Consigne — Recopiez fidèlement le passage du texte ci-dessous sur la mobilisation contre le régime de Moubarak, en commençant par « En janvier 2011, en » et en allant jusqu'à « sujet des militaires. ».

En janvier 2011, en janvier-février 2011, on avait, vous savez, cet immense mouvement de protestation, ce grand soulèvement, dans lequel étaient impliquées toutes les nuances de l’opposition au régime de Moubarak. Ce qui incluait les libéraux, des mouvements de gauche mais aussi les Frères musulmans. Ils représentaient une composante majeure de la mobilisation à cette époque. Dans cette grande mobilisation de masse se trouvait le même type d’attentes vis-à-vis de l’armée, l’idée selon laquelle l’armée était du côté du peuple, qu’elle pouvait représenter les intérêts du peuple. Il se trouve d’ailleurs que le 8 février 2011, trois jours seulement avant la chute de Moubarak, The Real News Network avait réalisé une interview avec moi dans laquelle je mettais en garde contre ce type d’illusions au sujet de l’armée, au sujet des militaires.

Lignes fournies —
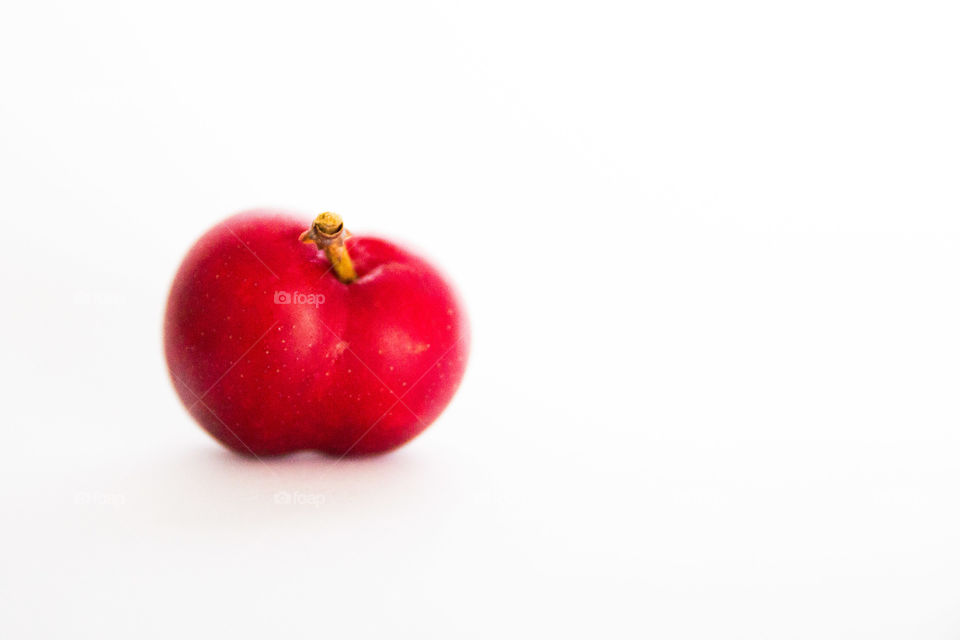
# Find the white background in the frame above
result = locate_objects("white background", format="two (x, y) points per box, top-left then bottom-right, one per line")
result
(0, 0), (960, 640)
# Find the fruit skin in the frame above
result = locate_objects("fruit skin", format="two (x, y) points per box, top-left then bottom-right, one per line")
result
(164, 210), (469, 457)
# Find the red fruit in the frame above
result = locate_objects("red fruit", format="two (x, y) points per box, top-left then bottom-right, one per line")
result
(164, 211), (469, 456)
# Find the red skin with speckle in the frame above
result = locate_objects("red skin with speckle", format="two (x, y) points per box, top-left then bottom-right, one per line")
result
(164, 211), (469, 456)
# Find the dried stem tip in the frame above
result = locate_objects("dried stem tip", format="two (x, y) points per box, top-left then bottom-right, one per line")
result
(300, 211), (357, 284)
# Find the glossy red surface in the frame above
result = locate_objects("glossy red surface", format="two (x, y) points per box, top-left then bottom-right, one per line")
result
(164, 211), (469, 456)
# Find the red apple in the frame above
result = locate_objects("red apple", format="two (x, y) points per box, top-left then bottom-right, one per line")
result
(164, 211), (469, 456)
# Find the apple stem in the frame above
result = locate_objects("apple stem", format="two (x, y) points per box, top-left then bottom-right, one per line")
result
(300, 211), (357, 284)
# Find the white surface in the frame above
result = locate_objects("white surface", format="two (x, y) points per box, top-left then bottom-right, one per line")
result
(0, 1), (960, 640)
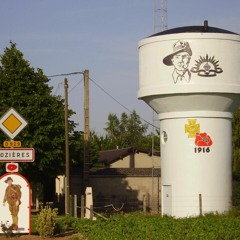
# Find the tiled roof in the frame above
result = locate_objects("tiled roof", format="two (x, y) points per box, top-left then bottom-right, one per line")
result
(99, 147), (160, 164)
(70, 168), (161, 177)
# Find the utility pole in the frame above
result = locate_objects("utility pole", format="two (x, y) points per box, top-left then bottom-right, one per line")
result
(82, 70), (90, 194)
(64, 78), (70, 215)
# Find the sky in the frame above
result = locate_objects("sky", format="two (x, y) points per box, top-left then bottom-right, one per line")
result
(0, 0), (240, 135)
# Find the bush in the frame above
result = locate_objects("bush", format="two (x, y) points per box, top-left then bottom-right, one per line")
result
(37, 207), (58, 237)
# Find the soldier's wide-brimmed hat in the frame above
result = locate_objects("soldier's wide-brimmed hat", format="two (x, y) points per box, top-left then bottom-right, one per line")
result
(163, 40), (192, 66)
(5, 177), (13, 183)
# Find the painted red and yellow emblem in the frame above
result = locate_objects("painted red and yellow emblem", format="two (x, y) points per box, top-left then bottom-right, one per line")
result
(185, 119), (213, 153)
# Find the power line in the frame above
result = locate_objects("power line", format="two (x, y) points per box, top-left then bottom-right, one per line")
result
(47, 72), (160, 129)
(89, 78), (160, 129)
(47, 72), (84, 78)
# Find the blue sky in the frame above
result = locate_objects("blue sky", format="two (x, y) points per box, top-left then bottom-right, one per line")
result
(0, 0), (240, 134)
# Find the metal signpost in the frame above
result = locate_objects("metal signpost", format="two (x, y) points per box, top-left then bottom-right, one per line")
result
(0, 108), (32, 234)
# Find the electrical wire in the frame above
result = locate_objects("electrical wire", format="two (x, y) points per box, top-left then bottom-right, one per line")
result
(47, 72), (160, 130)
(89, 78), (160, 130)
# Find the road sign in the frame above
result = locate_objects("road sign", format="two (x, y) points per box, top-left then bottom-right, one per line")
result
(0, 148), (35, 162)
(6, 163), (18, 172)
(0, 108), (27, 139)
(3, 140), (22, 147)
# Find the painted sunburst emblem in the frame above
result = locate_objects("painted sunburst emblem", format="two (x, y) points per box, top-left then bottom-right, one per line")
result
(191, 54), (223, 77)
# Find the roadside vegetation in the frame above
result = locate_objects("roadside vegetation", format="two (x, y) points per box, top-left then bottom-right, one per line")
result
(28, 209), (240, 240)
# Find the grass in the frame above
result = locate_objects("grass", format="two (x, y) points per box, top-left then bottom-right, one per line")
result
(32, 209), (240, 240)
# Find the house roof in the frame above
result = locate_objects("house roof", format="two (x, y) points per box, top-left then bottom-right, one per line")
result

==

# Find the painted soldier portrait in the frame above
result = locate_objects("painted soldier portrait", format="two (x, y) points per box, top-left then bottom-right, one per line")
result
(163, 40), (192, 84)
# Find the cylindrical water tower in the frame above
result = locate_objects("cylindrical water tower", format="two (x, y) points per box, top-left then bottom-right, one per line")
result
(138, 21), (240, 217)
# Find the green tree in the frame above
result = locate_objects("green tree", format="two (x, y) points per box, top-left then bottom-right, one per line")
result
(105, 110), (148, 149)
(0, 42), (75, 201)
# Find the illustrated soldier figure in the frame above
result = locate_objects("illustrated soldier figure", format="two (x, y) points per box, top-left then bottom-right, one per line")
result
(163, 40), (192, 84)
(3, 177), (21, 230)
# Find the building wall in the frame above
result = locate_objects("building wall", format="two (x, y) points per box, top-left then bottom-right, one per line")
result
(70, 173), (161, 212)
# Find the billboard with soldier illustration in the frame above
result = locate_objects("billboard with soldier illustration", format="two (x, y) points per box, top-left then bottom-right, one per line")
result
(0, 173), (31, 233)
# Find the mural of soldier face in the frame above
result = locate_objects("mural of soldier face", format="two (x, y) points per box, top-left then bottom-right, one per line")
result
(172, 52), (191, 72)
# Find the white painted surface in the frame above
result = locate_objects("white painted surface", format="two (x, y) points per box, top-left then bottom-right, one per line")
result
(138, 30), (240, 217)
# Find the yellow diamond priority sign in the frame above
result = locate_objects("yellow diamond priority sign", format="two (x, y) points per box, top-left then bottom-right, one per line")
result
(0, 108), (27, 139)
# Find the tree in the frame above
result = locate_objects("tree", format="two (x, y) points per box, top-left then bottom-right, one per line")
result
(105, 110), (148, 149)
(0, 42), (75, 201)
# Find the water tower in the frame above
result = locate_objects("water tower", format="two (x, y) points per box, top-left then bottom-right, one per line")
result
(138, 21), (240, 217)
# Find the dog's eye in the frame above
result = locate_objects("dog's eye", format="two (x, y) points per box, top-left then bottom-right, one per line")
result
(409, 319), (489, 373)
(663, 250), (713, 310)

Bonne réponse —
En janvier 2011, en janvier-février 2011, on avait, vous savez, cet immense mouvement de protestation, ce grand soulèvement, dans lequel étaient impliquées toutes les nuances de l’opposition au régime de Moubarak. Ce qui incluait les libéraux, des mouvements de gauche mais aussi les Frères musulmans. Ils représentaient une composante majeure de la mobilisation à cette époque. Dans cette grande mobilisation de masse se trouvait le même type d’attentes vis-à-vis de l’armée, l’idée selon laquelle l’armée était du côté du peuple, qu’elle pouvait représenter les intérêts du peuple. Il se trouve d’ailleurs que le 8 février 2011, trois jours seulement avant la chute de Moubarak, The Real News Network avait réalisé une interview avec moi dans laquelle je mettais en garde contre ce type d’illusions au sujet de l’armée, au sujet des militaires.